Opdracht A:
Beantwoord de volgende vragen over het artikel over UWV-verzekeringsartsen:
(i) Wat wordt sinds de aanscherping van de herbeoordeling geregeld op de proef gesteld?
(ii) Op wiens advies begint Hans in 1994 voor zichzelf?
(iii) Wat is volgens de dossiergegevens in het jaar 2000 bij Hans geconstateerd?
Opdracht B: Schrijf het artikel over UWV-verzekeringsartsen verder, aansluitend op de laatste zin.
======== Geselecteerd fragment ========
Laatste nieuws
P. Schoorl
5 minuten leestijd

In de mangel

Plaats een reactie

Verzekeringsarts UWV komt door aanscherping in problemen



Het inlevingsvermogen van UWV-verzekeringsartsen wordt sinds de aanscherping van de herbeoordeling geregeld op de proef gesteld. Empathische gevoelens staan haaks op de opvattingen over hoe deze arts volgens zijn werkgever en de maatschappij zou moeten handelen.


Nauwelijks antwoord


Hans is schilder in loondienst, maar in 1994 begint hij op advies van zijn huisarts voor zichzelf. In loondienst voelde hij zich in toenemende mate bedreigd. Hij werd gepest en ontwikkelde angsten. Hans is altijd alleenstaand geweest. Als zelfstandige heeft hij het gered tot het jaar 2000. Volgens de dossiergegevens is toen een depressie met angsten geconstateerd.
======== Vastgelegde gegevens ========
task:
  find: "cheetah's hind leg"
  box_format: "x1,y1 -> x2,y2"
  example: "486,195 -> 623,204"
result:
========
Antwoord A:
(i) Het inlevingsvermogen van UWV-verzekeringsartsen.
(ii) Op advies van zijn huisarts.
(iii) Een depressie met angsten.

Antwoord B:
In het kader van het aangescherpt Schattingsbesluit arbeidsongeschiktheidswetten bezoekt hij mij (verzekeringsarts) in 2005 samen met zijn vader. Hans geeft nauwelijks antwoord. Bij wat doorvragen, komt hij angstig over en ook de tremor neemt fors toe. Hans is bleek en zeer tenger. Zijn vader meldt onder meer dat zijn zoon bij vertrouwde klanten wat klus- en onderhoudswerk doet voor circa 10 uur per week. Meer is in verband met Hans’ chronische vermoeidheid onmogelijk. Andere contacten dan met trouwe klanten heeft hij niet. 



Bij de behandelende sector vraag ik informatie op over beloop en diagnostiek. De afdeling Psychiatrie van het UMC heeft in 2000 een chronische depressie met paniekstoornis en familiair voorkomende essentiële tremor geconstateerd. Artsen kunnen geen verklaring vinden voor Hans’ constant aanwezige moeheid, verminderde concentratie en geheugenzwakte.


Volgens DSM-IV-TR (2004) werd op


- as l chronische dysthymie somatisatiestoornis


- as ll afhankelijke persoonlijkheidsstoornis en


- as lll familiair voorkomende essentiële tremor vastgesteld.



Omdat er op geen enkel gebied vooruitgang werd geboekt, besloot het UMC het contact met Hans af te sluiten.


Hans’ huisarts bevestigt het beeld en in het verlengde van eerder UMC-advies, schrijft hij fluvoxamine (Fevarin) en clonazepam (Rivotril) voor. Hij waarschuwt UWV om Hans niet onder druk te zetten. Er is nu juist sprake van een zeker evenwicht en de huisarts verwacht terugval bij druk tot wijziging van zijn situatie.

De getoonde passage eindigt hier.